Text for analysis:

One other thing to be careful about is that your chain is not getting kinked or the handle sticking and keeping the flapper slightly unseated. My chlorine tablets sometimes (once a year?) get lodged in there, too.

Reply to
Larry Jaques

Yup, the flapper. I've had pretty good luck with the soft rubber flappers that are red with a stainless wire chain. I've gotten them at the local Ace hardware. They seem to last about 10 years in a pretty busy house (8 people for a number of years, now down to 7).

One thing to check is that there isn't calcium build-up in the tank. The stuff forms "rocks" in the bottom of the tank and these can chew up the flapper, or even the metal fitting at the bottom of the tank. Once the metal seat for the flapper is chewed up, no flapper will seal well.

Jon

Reply to
Jon Elson

You chlorinate toilet flush water?

Reply to
John B.

Are you sure that the water is going through the valve and not siphoning through the bowl refill tube? If the end of that tube is below the water level when the tank is full, then water will siphon out through the refill tube. The fix is to cut the tube so that the end is _above_ the full tank water level.

Reply to
Robert Nichols

We used to do that years ago. It did help prevent bowl staining due to hard water. But it also caused the flapper valves (2 different toilets) to develop ripples around the thin sealing edge. Tried several brands, they all did the same thing after about a year. Gave up on the chlorine tablets and after that the flappers have lasted for

10 years so far.
Reply to
whoyakidding's ghost

Those tablets ate away the tank-to-bowl mounting bolts in my mother-in-laws upstairs guest bathroom. When the bolt heads disintegrated, the water leakage took out the ceiling in the downstairs entry hall. I found similar corrosion in her other two toilets. A sticker inside each tank specifically warned NOT to use any sort of cleaning tablet in the tank.

Reply to
Larry Kraus

Larry Kraus fired this volley in news: snipped-for-privacy@4ax.com:

Not for nothin', Larry, but one is supposed to LOOK in the tank occasionally. Maintenance has merits.

I know... most Americans today couldn't maintain a wad of Play-Doh, but still...

SINCE this is a machining group... an enterprising machinist could make use of some teflon for the seat and a polished hollow stainless steel ball to make a 'permanent' flapper in the schema of the old rod-and-ball seals. Flappers are only flexible so they don't have to be made to precision to seal.

Me? Shit... JUST the flapper can be had for $4.00. It takes two minutes to install. I just use the chlorine tabs, and (um...) _maintain_ the systems.

LLoyd

Reply to
Lloyd E. Sponenburgh

Kristian Ukkonen fired this volley in news:KfKtt.20168$ snipped-for-privacy@uutiset.elisa.fi:

That only contributes a little. The real story is the loss of plasticizers in the rubbery 'stuff' they make the flappers from.

Most are PVC or vinyl-based rubbers, and as the plasticizers slowly dissolve in the water, they get stiff.

LLoyd

Reply to
Lloyd E. Sponenburgh

Depends.. In my case, I'm pretty confident the inlet filter solved the problems.

What to work on: Print the passage of the forum thread on toilet flappers from "SINCE this is" to "the flappers from.", word for word. The records below are separate from the forum thread on toilet flappers.

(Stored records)
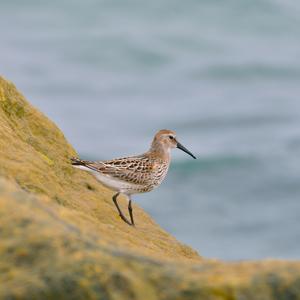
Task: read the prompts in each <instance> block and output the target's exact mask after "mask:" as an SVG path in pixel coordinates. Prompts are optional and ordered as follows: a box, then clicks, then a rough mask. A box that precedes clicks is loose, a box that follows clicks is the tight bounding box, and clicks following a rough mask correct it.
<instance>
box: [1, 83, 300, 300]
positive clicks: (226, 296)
mask: <svg viewBox="0 0 300 300" xmlns="http://www.w3.org/2000/svg"><path fill="white" fill-rule="evenodd" d="M74 155H76V153H75V151H74V149H73V148H72V147H71V146H70V145H69V144H68V143H67V141H66V139H65V138H64V136H63V134H62V133H61V131H60V130H59V129H58V128H57V127H56V126H55V125H54V124H53V123H52V122H51V121H50V120H48V119H47V118H46V117H45V116H44V115H42V114H41V113H40V112H39V111H37V110H36V109H35V108H33V107H32V106H31V105H30V104H29V103H28V102H27V101H26V100H25V99H24V97H23V96H22V95H21V94H20V93H19V92H18V91H17V90H16V88H15V87H14V85H13V84H12V83H10V82H8V81H6V80H5V79H3V78H1V77H0V175H1V178H0V239H1V242H0V299H125V300H126V299H204V300H210V299H228V300H229V299H230V300H235V299H240V300H242V299H243V300H247V299H256V300H260V299H261V300H267V299H279V300H285V299H287V300H293V299H300V262H292V261H274V260H273V261H271V260H266V261H261V262H240V263H224V262H221V261H210V260H206V259H202V258H201V257H200V256H199V255H198V254H197V253H196V252H195V251H194V250H192V249H191V248H190V247H187V246H185V245H183V244H181V243H179V242H178V241H177V240H176V239H174V238H173V237H172V236H170V235H169V234H168V233H166V232H165V231H164V230H162V229H161V228H160V227H159V226H158V225H157V224H156V223H155V222H154V221H153V220H152V219H151V218H150V217H149V216H148V215H147V214H146V213H145V212H143V210H141V209H140V208H139V207H138V206H135V207H134V209H135V215H136V223H137V227H136V228H131V227H129V226H127V225H126V224H124V223H123V222H122V221H121V220H120V219H119V217H118V215H117V213H116V211H115V208H114V206H113V204H112V201H111V195H112V193H111V191H109V190H107V189H106V188H104V187H102V186H101V185H100V184H99V183H98V182H97V181H96V180H95V179H94V178H93V177H92V176H91V175H89V174H86V173H84V172H81V171H78V170H75V169H73V168H72V167H71V166H70V164H69V157H70V156H74ZM122 204H123V205H125V202H124V203H122ZM233 247H234V245H233Z"/></svg>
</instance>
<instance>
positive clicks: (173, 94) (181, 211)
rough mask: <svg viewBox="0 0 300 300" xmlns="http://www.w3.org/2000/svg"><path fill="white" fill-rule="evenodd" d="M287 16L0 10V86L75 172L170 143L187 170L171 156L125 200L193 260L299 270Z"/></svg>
mask: <svg viewBox="0 0 300 300" xmlns="http://www.w3.org/2000/svg"><path fill="white" fill-rule="evenodd" d="M299 16H300V2H299V1H291V0H230V1H218V0H201V1H200V0H199V1H198V0H187V1H179V0H166V1H159V0H152V1H138V0H130V1H128V0H118V1H99V0H87V1H67V0H60V1H58V0H56V1H51V2H49V1H47V2H46V1H34V0H28V1H17V0H10V1H2V2H1V4H0V72H1V74H2V75H3V76H5V77H7V78H8V79H10V80H12V81H13V82H14V83H15V84H16V85H17V87H18V88H19V89H20V90H21V91H22V92H23V93H24V94H25V95H26V97H27V98H28V100H29V101H30V102H31V103H33V104H34V105H36V106H37V107H38V108H39V109H40V110H42V111H43V112H44V113H45V114H47V115H48V116H49V117H50V118H51V119H53V120H54V121H55V122H56V123H57V124H58V126H59V127H60V128H61V129H62V130H63V131H64V133H65V135H66V137H67V138H68V140H69V141H70V142H71V143H72V144H73V145H74V146H75V148H76V149H77V151H78V152H79V153H80V155H81V157H82V158H89V159H109V158H114V157H121V156H127V155H132V154H137V153H141V152H143V151H145V150H147V148H148V147H149V144H150V142H151V139H152V136H153V134H154V133H155V132H156V131H157V130H158V129H161V128H168V129H173V130H176V131H177V133H178V139H179V140H180V142H181V143H182V144H183V145H185V146H186V147H187V148H188V149H189V150H190V151H192V152H193V153H194V154H195V155H196V156H197V157H198V159H197V160H193V159H192V158H191V157H189V156H187V155H186V154H185V153H183V152H180V150H174V153H173V154H174V155H173V163H172V166H171V169H170V171H169V174H168V176H167V179H166V180H165V181H164V182H163V184H162V186H161V187H160V188H158V189H157V190H155V191H153V192H151V193H149V194H144V195H137V196H135V197H134V200H135V201H136V203H138V204H139V205H141V206H142V207H143V208H144V209H145V210H146V211H147V212H148V213H150V214H151V216H152V217H153V218H154V219H155V220H156V221H157V222H158V223H159V224H160V225H161V226H162V227H164V228H165V229H167V230H168V231H169V232H171V233H172V234H173V235H174V236H175V237H177V238H178V239H179V240H181V241H183V242H185V243H187V244H189V245H191V246H193V247H194V248H196V249H198V250H199V252H200V253H201V254H202V255H204V256H206V257H217V258H222V259H228V260H238V259H258V258H265V257H275V258H292V259H297V258H298V259H299V258H300V221H299V220H300V119H299V117H300V99H299V96H300V17H299ZM137 226H138V224H137Z"/></svg>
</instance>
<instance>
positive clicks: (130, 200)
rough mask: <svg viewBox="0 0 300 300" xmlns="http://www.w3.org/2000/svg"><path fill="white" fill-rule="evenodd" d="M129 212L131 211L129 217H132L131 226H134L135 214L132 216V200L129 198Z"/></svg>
mask: <svg viewBox="0 0 300 300" xmlns="http://www.w3.org/2000/svg"><path fill="white" fill-rule="evenodd" d="M128 211H129V215H130V220H131V225H132V226H134V220H133V214H132V206H131V198H129V203H128Z"/></svg>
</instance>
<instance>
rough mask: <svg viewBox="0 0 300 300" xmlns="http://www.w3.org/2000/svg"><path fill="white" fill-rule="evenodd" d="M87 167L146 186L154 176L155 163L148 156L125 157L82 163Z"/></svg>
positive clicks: (120, 178) (126, 180) (90, 161)
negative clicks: (141, 184)
mask: <svg viewBox="0 0 300 300" xmlns="http://www.w3.org/2000/svg"><path fill="white" fill-rule="evenodd" d="M80 162H81V163H82V165H84V166H85V167H87V168H89V169H91V170H94V171H97V172H100V173H102V174H104V175H107V176H110V177H114V178H117V179H120V180H125V181H127V182H130V183H133V184H145V183H146V182H147V181H148V180H150V179H151V177H152V175H153V168H155V161H154V160H152V159H151V158H149V157H146V156H133V157H124V158H118V159H113V160H106V161H80Z"/></svg>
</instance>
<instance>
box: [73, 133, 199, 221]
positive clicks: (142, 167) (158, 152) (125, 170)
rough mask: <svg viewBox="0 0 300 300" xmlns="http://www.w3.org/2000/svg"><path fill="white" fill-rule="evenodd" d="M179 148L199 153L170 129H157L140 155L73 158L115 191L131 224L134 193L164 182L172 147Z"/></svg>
mask: <svg viewBox="0 0 300 300" xmlns="http://www.w3.org/2000/svg"><path fill="white" fill-rule="evenodd" d="M173 148H179V149H181V150H182V151H184V152H186V153H187V154H189V155H190V156H192V157H193V158H195V159H196V157H195V156H194V155H193V154H192V153H191V152H190V151H189V150H187V149H186V148H185V147H184V146H182V145H181V144H180V143H179V142H178V141H177V138H176V133H175V132H174V131H171V130H166V129H163V130H160V131H158V132H157V133H156V134H155V136H154V139H153V141H152V144H151V147H150V149H149V150H148V151H147V152H146V153H144V154H141V155H137V156H131V157H123V158H117V159H113V160H106V161H88V160H81V159H78V158H72V159H71V161H72V165H73V166H74V167H77V168H80V169H83V170H85V171H89V172H91V173H93V174H94V175H95V176H96V178H97V179H98V180H99V181H100V182H101V183H102V184H103V185H105V186H107V187H108V188H110V189H112V190H113V191H115V192H116V194H114V196H113V197H112V200H113V202H114V204H115V206H116V207H117V210H118V212H119V215H120V217H121V218H122V220H123V221H124V222H126V223H127V224H129V225H132V226H133V225H134V219H133V212H132V204H131V195H133V194H138V193H146V192H149V191H151V190H153V189H154V188H156V187H157V186H159V185H160V184H161V182H162V181H163V179H164V178H165V176H166V175H167V172H168V169H169V165H170V162H171V155H170V150H171V149H173ZM120 194H124V195H125V196H126V197H127V198H128V200H129V202H128V212H129V216H130V221H129V220H128V219H127V218H126V217H125V215H124V214H123V212H122V211H121V209H120V207H119V204H118V201H117V198H118V196H119V195H120Z"/></svg>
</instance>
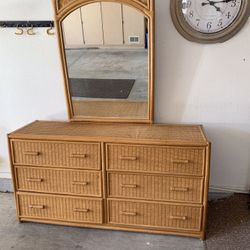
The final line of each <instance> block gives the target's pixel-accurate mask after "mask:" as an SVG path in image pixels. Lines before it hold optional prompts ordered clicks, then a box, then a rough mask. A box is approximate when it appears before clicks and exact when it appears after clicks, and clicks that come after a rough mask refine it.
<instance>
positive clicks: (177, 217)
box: [169, 215, 187, 221]
mask: <svg viewBox="0 0 250 250" xmlns="http://www.w3.org/2000/svg"><path fill="white" fill-rule="evenodd" d="M169 218H170V219H171V220H183V221H185V220H187V216H173V215H170V216H169Z"/></svg>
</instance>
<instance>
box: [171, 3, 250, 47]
mask: <svg viewBox="0 0 250 250" xmlns="http://www.w3.org/2000/svg"><path fill="white" fill-rule="evenodd" d="M181 8H182V4H181V0H171V2H170V10H171V17H172V20H173V23H174V25H175V27H176V29H177V30H178V32H179V33H180V34H181V35H182V36H183V37H184V38H186V39H187V40H189V41H191V42H197V43H222V42H225V41H227V40H229V39H230V38H232V37H233V36H234V35H236V34H237V33H238V32H239V31H240V30H241V29H242V28H243V26H244V25H245V23H246V22H247V20H248V18H249V14H250V1H249V0H243V2H242V7H241V10H240V12H239V14H238V16H237V18H236V19H235V20H234V22H233V23H232V24H231V25H230V26H228V27H227V28H226V29H224V30H222V31H219V32H216V33H211V34H207V33H201V32H199V31H196V30H194V29H193V28H192V27H191V26H189V24H188V23H187V22H186V20H185V18H184V16H183V15H182V14H181Z"/></svg>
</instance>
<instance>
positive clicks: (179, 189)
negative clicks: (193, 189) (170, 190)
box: [170, 187, 189, 192]
mask: <svg viewBox="0 0 250 250" xmlns="http://www.w3.org/2000/svg"><path fill="white" fill-rule="evenodd" d="M170 190H171V191H176V192H188V191H189V188H180V187H171V188H170Z"/></svg>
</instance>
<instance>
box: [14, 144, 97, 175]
mask: <svg viewBox="0 0 250 250" xmlns="http://www.w3.org/2000/svg"><path fill="white" fill-rule="evenodd" d="M12 145H13V156H14V164H19V165H33V166H34V165H39V166H55V167H68V168H79V169H98V170H99V169H100V168H101V160H100V155H101V152H100V145H99V144H97V143H93V144H92V143H77V142H75V143H63V142H43V141H13V142H12Z"/></svg>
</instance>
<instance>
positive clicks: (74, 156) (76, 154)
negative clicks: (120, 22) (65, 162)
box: [70, 154, 87, 159]
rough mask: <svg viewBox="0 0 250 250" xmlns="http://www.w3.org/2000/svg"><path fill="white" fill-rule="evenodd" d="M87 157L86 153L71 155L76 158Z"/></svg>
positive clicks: (72, 154)
mask: <svg viewBox="0 0 250 250" xmlns="http://www.w3.org/2000/svg"><path fill="white" fill-rule="evenodd" d="M86 157H87V155H86V154H71V155H70V158H75V159H84V158H86Z"/></svg>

Response to the task:
SINCE this is a machining group... an enterprising machinist could make use of some teflon for the seat and a polished hollow stainless steel ball to make a 'permanent' flapper in the schema of the old rod-and-ball seals. Flappers are only flexible so they don't have to be made to precision to seal.

Me? Shit... JUST the flapper can be had for $4.00. It takes two minutes to install. I just use the chlorine tabs, and (um...) _maintain_ the systems.

LLoyd

Reply to
Lloyd E. Sponenburgh

Kristian Ukkonen fired this volley in news:KfKtt.20168$ snipped-for-privacy@uutiset.elisa.fi:

That only contributes a little. The real story is the loss of plasticizers in the rubbery 'stuff' they make the flappers from.